▸ **Set problem A**: According to the passage on belief, what does taking a position of belief or disbelief require?

I don't think anyone can choose to believe something they don't believe, or vice versa. Theism is something people are drawn into, there is a concept of a step of faith and a journey into faith, and atheism is merely the default position for anyone who does not take that step and embark on that journey having looked and not found it sufficiently compelling or appealing at the outset.

With the exception of the default position I agree completely. You can't choose to believe or disbelieve, but you can take a position of belief or disbelief. To take a position, whether informed or not, does require a choice. By looking and concluding the evidence is insufficiently compelling. Without embarking on that journey journey you haven't decided either way. The default position is ignorance until the conclusion of that journey when a decision is made. The decision of a position of belief or disbelief, lack of belief, may still be made in ignorance but the journey has concluded nonetheless.

(Entries from a dataset)
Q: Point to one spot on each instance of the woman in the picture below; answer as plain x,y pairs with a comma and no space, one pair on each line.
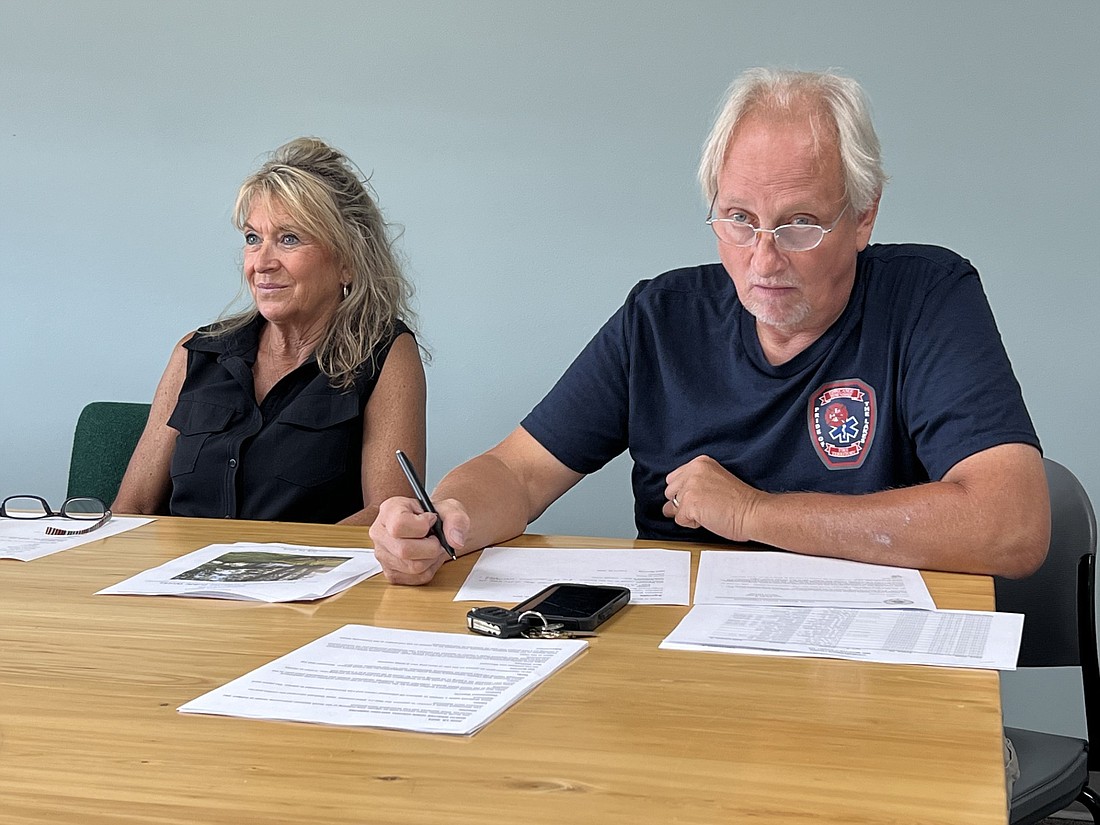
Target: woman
293,410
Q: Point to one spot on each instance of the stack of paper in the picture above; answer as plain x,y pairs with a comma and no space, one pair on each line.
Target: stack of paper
799,605
26,540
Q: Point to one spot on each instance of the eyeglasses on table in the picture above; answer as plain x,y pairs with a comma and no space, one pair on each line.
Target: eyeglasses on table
78,508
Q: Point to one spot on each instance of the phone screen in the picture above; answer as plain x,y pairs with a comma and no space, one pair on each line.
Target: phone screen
575,601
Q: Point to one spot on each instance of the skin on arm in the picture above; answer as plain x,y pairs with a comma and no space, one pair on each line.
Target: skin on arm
394,419
145,485
488,498
989,515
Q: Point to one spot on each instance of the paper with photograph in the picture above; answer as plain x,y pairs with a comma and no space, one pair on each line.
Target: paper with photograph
260,572
406,680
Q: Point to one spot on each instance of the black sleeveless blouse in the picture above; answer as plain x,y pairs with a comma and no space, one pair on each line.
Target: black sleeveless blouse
297,457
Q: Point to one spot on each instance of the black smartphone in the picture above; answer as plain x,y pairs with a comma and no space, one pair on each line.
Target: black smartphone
576,606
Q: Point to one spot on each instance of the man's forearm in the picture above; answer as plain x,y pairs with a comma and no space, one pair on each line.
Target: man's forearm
935,526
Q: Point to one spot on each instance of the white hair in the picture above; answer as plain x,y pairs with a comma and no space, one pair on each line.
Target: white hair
783,91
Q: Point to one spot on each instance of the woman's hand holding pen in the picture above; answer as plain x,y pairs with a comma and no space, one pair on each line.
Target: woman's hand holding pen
404,543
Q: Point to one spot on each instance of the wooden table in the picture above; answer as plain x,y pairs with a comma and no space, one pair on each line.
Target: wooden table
89,732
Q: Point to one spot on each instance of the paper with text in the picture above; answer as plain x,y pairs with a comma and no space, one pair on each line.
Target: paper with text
945,638
407,680
505,574
25,540
771,578
259,572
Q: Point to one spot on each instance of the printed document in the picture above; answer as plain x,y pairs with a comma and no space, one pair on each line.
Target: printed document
260,572
507,574
946,638
772,578
25,540
407,680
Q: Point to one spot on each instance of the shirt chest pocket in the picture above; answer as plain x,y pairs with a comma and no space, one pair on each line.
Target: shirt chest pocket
196,422
318,439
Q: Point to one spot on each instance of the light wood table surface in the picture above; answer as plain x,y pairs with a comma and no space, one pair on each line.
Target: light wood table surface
627,733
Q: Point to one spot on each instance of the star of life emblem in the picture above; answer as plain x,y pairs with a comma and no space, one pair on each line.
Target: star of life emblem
843,415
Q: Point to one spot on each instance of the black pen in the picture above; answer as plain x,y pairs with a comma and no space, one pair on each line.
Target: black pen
421,495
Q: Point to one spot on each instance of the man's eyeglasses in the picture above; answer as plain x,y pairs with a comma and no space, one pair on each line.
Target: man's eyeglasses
79,508
789,238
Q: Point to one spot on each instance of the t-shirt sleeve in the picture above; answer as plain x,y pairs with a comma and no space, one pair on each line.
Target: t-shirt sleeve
583,420
959,394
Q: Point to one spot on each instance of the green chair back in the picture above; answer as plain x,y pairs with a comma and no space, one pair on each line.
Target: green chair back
106,436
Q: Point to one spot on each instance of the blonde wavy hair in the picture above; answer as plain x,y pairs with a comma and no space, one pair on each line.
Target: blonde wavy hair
322,190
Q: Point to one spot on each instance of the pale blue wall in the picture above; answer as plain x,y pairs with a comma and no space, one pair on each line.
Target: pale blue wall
540,157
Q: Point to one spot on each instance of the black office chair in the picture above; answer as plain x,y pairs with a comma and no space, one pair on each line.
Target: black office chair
1058,603
106,436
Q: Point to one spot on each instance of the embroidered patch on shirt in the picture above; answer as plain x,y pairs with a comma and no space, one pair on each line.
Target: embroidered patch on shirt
842,422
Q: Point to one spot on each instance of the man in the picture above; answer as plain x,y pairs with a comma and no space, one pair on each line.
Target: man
811,393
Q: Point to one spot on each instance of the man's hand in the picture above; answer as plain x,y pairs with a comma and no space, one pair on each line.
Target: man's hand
702,493
403,546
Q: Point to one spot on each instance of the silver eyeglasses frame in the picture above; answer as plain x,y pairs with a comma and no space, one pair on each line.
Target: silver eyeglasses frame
777,234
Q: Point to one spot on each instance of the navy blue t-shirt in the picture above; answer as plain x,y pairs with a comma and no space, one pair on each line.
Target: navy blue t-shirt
910,380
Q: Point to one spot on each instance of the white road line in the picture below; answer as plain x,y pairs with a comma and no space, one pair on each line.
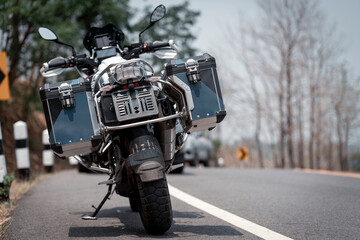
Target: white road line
237,221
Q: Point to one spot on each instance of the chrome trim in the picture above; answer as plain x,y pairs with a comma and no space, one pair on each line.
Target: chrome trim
130,125
93,168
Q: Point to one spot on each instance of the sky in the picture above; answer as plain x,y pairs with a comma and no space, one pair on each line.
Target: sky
217,15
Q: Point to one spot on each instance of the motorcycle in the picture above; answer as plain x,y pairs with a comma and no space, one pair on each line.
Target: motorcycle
120,119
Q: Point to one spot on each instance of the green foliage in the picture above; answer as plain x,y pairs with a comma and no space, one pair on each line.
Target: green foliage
5,189
176,25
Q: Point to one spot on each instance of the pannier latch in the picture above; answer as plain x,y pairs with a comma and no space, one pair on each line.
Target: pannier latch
192,71
66,95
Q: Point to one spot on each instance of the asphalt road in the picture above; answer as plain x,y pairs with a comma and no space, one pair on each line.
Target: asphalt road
294,204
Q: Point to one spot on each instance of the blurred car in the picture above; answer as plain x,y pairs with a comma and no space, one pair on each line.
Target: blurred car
204,150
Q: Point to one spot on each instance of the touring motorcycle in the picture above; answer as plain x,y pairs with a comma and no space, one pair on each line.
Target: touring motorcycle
120,119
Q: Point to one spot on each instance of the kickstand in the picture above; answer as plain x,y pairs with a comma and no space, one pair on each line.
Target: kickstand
97,209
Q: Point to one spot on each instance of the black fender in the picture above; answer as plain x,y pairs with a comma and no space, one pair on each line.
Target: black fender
146,158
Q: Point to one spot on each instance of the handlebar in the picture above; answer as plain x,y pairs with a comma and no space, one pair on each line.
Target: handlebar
61,62
136,49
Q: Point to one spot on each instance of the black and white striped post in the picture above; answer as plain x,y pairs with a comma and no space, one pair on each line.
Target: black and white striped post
3,170
22,149
48,155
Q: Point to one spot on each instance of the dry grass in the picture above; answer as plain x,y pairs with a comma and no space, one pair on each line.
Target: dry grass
17,190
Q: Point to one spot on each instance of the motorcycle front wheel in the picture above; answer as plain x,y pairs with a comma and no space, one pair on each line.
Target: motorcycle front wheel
155,205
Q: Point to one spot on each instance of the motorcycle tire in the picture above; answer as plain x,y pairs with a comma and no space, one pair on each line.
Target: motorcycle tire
155,206
133,205
179,170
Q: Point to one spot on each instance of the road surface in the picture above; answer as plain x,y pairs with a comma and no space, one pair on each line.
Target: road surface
208,203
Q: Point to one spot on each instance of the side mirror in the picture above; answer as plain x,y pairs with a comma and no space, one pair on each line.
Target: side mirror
47,34
158,14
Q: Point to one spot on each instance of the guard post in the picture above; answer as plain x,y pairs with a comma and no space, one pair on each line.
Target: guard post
3,170
22,149
47,154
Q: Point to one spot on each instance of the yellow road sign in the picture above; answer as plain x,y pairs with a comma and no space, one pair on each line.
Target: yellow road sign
242,154
4,78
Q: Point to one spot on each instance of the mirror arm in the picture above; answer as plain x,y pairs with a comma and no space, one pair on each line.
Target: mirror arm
66,44
149,26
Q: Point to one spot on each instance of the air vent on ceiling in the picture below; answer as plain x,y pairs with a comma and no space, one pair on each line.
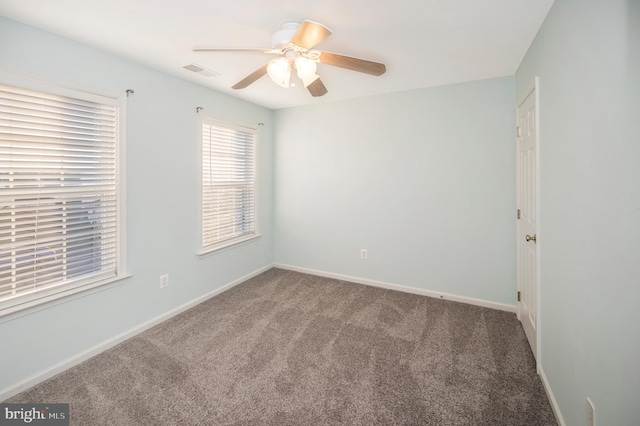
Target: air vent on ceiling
201,70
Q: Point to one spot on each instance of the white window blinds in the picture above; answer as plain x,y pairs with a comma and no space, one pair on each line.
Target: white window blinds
228,184
58,193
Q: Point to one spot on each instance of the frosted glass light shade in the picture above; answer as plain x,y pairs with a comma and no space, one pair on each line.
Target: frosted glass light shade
279,71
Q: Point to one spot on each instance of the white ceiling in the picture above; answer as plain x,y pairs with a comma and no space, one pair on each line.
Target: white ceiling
423,43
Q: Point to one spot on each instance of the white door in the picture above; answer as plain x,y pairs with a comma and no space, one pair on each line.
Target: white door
526,228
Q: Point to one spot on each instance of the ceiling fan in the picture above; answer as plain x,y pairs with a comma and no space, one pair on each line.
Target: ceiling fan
293,44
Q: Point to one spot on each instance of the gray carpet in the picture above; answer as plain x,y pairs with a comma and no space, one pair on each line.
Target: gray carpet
286,348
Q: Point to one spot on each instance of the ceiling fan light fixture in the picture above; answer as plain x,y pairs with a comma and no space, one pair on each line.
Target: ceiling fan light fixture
305,67
279,71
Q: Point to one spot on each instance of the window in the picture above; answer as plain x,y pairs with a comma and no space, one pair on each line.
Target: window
228,204
58,195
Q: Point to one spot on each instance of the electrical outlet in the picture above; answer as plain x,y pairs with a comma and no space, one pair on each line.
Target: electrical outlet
164,280
591,413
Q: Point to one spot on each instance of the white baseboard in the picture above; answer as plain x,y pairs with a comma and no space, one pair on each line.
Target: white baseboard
552,399
403,288
34,379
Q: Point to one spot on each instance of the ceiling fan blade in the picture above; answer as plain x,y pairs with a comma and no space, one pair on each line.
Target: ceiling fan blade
317,88
251,77
354,64
309,34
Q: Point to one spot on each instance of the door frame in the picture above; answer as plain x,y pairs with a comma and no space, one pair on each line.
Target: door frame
536,91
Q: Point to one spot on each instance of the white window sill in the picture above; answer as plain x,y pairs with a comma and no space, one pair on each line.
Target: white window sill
226,245
46,302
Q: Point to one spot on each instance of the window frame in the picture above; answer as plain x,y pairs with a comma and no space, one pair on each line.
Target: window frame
231,125
56,294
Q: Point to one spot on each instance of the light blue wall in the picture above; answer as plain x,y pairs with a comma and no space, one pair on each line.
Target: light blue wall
587,55
162,154
424,180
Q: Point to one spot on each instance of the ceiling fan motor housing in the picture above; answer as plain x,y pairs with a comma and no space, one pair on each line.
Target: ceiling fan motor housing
282,37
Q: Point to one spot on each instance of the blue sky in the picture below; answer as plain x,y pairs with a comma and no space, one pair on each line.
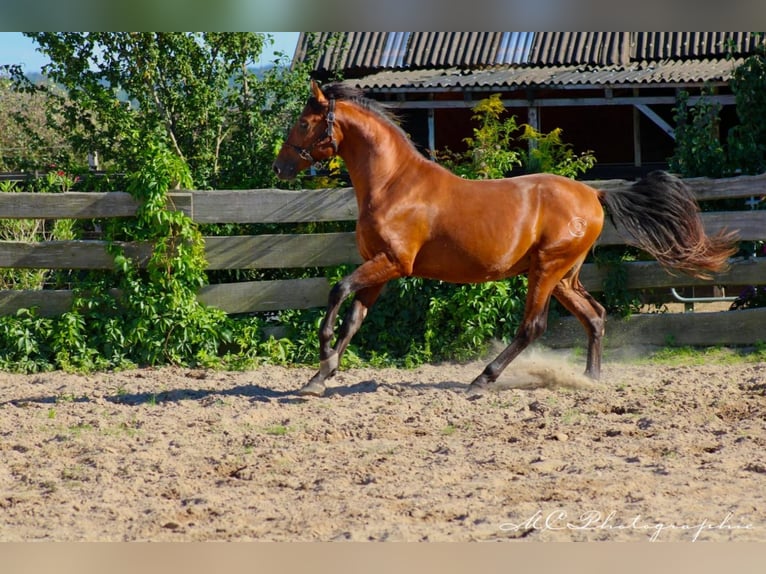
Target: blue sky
15,48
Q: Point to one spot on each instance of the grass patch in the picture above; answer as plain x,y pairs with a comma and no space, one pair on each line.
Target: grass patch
692,356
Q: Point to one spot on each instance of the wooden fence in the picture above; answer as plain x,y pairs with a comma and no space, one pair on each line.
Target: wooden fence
328,249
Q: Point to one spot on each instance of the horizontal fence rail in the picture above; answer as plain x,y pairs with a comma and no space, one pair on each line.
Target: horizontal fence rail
275,251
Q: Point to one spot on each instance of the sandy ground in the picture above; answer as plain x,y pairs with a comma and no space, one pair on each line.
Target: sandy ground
648,453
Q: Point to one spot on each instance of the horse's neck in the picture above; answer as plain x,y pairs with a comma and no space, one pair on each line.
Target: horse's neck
375,153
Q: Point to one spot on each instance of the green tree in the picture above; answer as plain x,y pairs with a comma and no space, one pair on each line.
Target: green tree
26,141
197,92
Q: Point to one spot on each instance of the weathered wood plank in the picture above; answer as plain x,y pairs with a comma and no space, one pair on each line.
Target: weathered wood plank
693,329
750,225
73,254
253,296
79,205
246,297
651,275
281,251
705,189
274,206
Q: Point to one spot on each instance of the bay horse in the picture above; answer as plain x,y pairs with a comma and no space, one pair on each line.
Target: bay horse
417,218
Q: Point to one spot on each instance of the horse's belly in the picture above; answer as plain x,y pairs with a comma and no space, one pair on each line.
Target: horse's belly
456,267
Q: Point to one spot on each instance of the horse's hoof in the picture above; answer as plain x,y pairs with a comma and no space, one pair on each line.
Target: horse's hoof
313,389
474,391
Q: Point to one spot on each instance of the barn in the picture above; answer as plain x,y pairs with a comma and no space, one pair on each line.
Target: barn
612,93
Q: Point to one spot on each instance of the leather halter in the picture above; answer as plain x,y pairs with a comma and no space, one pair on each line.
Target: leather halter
305,153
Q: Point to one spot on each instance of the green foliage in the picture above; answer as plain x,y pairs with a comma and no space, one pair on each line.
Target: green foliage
549,154
616,297
196,92
490,154
698,149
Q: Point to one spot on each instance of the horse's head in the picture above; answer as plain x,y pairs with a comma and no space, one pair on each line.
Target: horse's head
311,139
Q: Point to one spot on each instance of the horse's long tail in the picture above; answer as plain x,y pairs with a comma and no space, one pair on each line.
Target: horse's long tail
660,215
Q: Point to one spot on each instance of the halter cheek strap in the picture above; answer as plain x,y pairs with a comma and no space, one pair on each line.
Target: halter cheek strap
305,153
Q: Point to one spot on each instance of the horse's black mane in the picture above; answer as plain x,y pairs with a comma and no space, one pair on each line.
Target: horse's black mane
349,93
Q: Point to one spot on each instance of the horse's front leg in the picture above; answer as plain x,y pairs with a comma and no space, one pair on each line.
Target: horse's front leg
370,277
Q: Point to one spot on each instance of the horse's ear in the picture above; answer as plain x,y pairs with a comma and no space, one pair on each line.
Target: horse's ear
316,92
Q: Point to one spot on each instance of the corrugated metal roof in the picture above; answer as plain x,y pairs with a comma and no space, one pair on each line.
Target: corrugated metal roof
682,45
419,60
364,52
592,48
497,78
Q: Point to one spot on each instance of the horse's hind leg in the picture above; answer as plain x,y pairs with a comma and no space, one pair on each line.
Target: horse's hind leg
539,289
572,295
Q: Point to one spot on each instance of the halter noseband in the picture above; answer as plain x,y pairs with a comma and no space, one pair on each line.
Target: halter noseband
305,153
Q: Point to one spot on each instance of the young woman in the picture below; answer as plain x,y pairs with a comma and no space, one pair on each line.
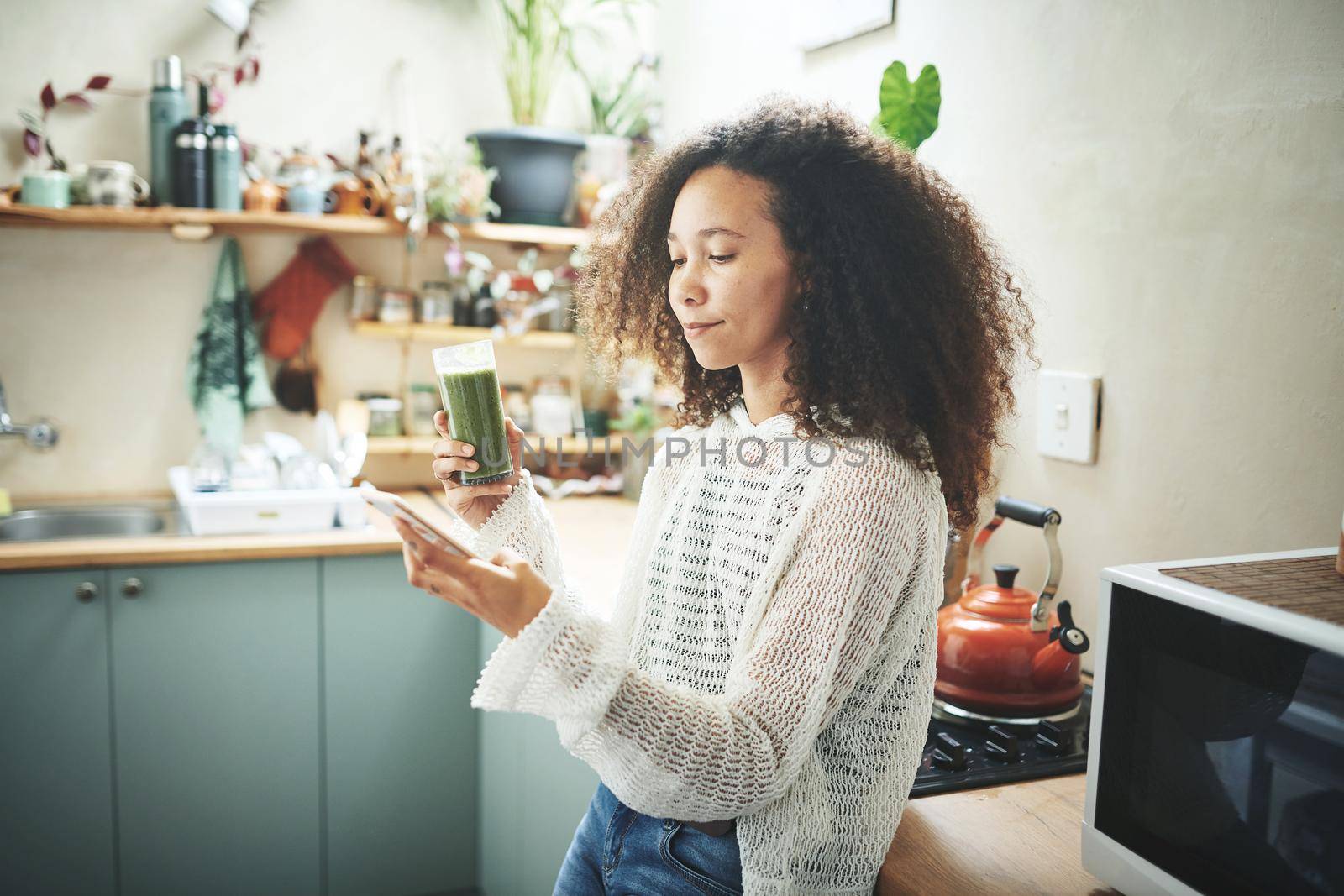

▸ **Set problem B**: In the entries, begin at the line that has "the halter noseband" and continue through the end of the entries. Rewrite those lines with "young woman" changed to "girl", keep everything else the same, and leave the pictures out.

▸ **Expected output A**: It requires a choice.

▸ **Expected output B**:
Q: Point to one spot on each instance of the halter noseband in the picture above; answer as plain x,y pairs with a comma and no space, one pair on each line.
Target: halter noseband
305,153
Q: Point to one spot on each instance of the girl in the picture below; answer as plain x,y pairs with a comma and no space, one pair on each line.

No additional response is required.